------ Data rows ------

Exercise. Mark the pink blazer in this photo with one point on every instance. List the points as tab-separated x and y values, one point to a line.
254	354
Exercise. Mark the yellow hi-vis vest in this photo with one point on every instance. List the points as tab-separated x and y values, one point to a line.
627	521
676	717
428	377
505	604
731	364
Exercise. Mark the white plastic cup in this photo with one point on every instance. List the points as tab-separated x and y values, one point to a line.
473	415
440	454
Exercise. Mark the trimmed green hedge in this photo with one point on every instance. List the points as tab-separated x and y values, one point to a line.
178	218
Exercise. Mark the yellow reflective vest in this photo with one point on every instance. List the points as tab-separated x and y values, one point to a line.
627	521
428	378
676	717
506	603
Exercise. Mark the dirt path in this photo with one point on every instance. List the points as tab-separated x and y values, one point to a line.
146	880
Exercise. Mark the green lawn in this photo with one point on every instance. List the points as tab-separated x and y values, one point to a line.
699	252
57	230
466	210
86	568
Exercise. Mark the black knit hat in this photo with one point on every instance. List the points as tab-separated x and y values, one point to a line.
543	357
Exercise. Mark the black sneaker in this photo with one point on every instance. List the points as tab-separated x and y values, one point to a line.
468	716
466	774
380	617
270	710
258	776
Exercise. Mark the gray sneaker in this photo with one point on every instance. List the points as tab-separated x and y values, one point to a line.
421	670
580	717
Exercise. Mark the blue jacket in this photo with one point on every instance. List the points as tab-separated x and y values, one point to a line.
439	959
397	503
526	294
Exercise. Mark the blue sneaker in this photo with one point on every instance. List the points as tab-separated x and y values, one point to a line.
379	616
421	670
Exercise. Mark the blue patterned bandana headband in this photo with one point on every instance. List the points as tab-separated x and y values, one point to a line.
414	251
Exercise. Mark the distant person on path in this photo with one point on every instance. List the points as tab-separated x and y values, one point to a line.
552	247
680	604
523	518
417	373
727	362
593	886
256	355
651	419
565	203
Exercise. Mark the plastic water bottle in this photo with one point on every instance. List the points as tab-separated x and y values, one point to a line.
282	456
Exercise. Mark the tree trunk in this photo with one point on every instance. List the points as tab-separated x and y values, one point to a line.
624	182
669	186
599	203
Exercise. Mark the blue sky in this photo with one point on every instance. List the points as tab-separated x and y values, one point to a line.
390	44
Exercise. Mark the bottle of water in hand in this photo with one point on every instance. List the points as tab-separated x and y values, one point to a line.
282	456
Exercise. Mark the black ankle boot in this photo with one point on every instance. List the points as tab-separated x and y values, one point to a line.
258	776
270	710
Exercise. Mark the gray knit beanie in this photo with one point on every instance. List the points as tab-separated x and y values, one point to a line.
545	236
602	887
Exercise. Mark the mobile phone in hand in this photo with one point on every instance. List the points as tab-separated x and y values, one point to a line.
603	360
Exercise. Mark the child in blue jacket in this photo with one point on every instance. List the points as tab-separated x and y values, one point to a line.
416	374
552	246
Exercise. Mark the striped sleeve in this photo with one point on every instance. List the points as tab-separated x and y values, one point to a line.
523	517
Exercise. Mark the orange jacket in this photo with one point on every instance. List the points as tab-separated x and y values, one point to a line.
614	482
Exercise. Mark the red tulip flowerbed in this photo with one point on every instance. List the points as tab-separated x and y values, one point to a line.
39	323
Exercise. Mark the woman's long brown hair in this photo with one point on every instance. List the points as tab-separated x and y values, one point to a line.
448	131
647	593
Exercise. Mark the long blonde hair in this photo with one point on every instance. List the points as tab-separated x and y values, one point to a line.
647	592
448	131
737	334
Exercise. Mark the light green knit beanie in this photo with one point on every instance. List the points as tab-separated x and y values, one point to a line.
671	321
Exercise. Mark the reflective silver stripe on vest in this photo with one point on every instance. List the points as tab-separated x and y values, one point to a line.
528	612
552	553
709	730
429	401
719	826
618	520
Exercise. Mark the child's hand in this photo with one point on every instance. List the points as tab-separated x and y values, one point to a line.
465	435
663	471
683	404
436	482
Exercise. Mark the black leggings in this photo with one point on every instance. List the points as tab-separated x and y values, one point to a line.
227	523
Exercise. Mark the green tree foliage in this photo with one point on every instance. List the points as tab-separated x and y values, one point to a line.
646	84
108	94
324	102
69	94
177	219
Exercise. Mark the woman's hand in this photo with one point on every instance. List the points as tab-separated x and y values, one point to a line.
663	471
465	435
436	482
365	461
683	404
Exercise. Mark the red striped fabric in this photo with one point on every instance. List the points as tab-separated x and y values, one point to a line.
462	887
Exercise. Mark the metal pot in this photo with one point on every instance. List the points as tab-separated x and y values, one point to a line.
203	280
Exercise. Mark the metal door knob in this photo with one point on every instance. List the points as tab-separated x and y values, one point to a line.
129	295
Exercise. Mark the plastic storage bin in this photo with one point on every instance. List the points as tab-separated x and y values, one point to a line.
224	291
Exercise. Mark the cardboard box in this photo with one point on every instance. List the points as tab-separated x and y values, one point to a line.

------

Aim:
Set down, exactly and in full, the lines from the one containing "Exercise. Mark the red striped" through the end of the entries; no other line belongs.

Result of this task:
Exercise. Mark the red striped fabric in this photo with one point on every instance. List the points as tab-separated x and y values, one point to a line.
462	887
Exercise. Mark the metal pot in this photo with one point on every instance. List the points as tab-separated x and y values, one point to a line.
203	280
Exercise. Mark the metal door knob in this photo with one point on every instance. List the points as tab-separated x and y values, one point to a line.
129	295
Exercise. Mark the plastic storage bin in this photo with one point on every instance. List the points as tab-separated x and y values, one point to a line.
224	291
Exercise. Mark the cardboard box in this photo with one point on every instance. List the points as tab-separated x and y values, one point to a line.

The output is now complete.